• SELECTED TEXT:
+++
Code Sandbox
The Code Sandbox is the harness’s deterministic-execution surface for non-deterministic plans — the execute_code tool an agent uses to run Python against real data inside your AWS account. It’s peer-class with Managed Agents: ThinkWork handles provisioning, the per-turn lifecycle, and the audit trail; you assign it to a template and the agent picks it up on the next invocation. Two operating guarantees converge here: Security (per-tenant Bedrock AgentCore Code Interpreter instance — IAM isolation is structural, not application-enforced; the sandbox runs as a pure-compute primitive that never carries per-user OAuth credentials) and Reliability (every invocation is captured in sandbox_invocations with full stdout, exit status, and session id, so a failed run is debuggable without re-running it).
The sandbox runs on Bedrock AgentCore Code Interpreter, one instance per tenant. That per-tenant fanout is load-bearing: it’s what makes the IAM boundary between tenants a structural property of AWS itself, not a thing ThinkWork has to enforce in application code.
execute_code is a pure-compute primitive. It computes on data the agent already has or can reach via the session’s per-tenant IAM role — it does not carry per-user OAuth credentials. Agents that need OAuth-ed work (post to Slack, open a GitHub issue) call a composable-skill connector script instead.
This page is the conceptual deep dive. For the operator-side runbook — toggling policy, triaging failure modes, reading the residual-threat classes — see Sandbox environments (runbook).
When to reach for the sandbox
Section titled “When to reach for the sandbox”The sandbox is the right tool when:
- The agent needs to compute, not just call. “Join these two result sets and summarise by region” is pandas + matplotlib, not a string-munging prompt.
- The data lives in your AWS account. S3 buckets, Secrets Manager secrets, other tenant-scoped infrastructure. The sandbox runs inside your VPC’s IAM world, so it can reach them without an egress API.
- You need the audit trail. Every invocation writes a
sandbox_invocationsrow with tenant_id, agent_id, session_id, exit_status, byte counts, and a SHA-256 of the executed code.
The sandbox is not the right tool when:
- You want to ship a general-purpose REPL to end users. It’s an agent-facing tool, not an IDE. There is no out-of-turn persistence.
- You need OAuth-ed API work. Posting to Slack or opening a GitHub issue belongs in a composable-skill connector script that the agent calls as its own tool. Those scripts carry per-user credentials cleanly; the sandbox doesn’t.
- You’re on a regulated compliance tier. The v1 substrate is explicitly not HIPAA-certified; regulated tenants have
sandbox_enabled = falseas the platform default. See the residual-threat list below. - You need long-running compute. Each turn creates a fresh session, runs one or a few
execute_codecalls, and stops the session. If you need minutes of compute, reach for Routines or a background job.
+++
• SOURCE EXCERPT:
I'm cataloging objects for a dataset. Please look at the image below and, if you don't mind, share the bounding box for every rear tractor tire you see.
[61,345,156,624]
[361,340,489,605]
+++
• TASK REQUIREMENTS:
[A] Revise the Code Sandbox page from "- You need OAuth-ed" to "a background job." by replacing "background job" with "batch job".
[B] Answer these questions about the Code Sandbox page:
(i) On what service does the sandbox run, and how many instances does each tenant get?
(ii) What kind of hash of the executed code does each sandbox_invocations row record?
(iii) What is the platform default value of sandbox_enabled for regulated tenants?

• TASK-BY-TASK SOLUTIONS:
[A]
- You need OAuth-ed API work. Posting to Slack or opening a GitHub issue belongs in a composable-skill connector script that the agent calls as its own tool. Those scripts carry per-user credentials cleanly; the sandbox doesn’t.
- You’re on a regulated compliance tier. The v1 substrate is explicitly not HIPAA-certified; regulated tenants have
sandbox_enabled = falseas the platform default. See the residual-threat list below. - You need long-running compute. Each turn creates a fresh session, runs one or a few
execute_codecalls, and stops the session. If you need minutes of compute, reach for Routines or a batch job.

[B]
(i) Bedrock AgentCore Code Interpreter, with one instance per tenant.
(ii) A SHA-256 hash.
(iii) sandbox_enabled = false.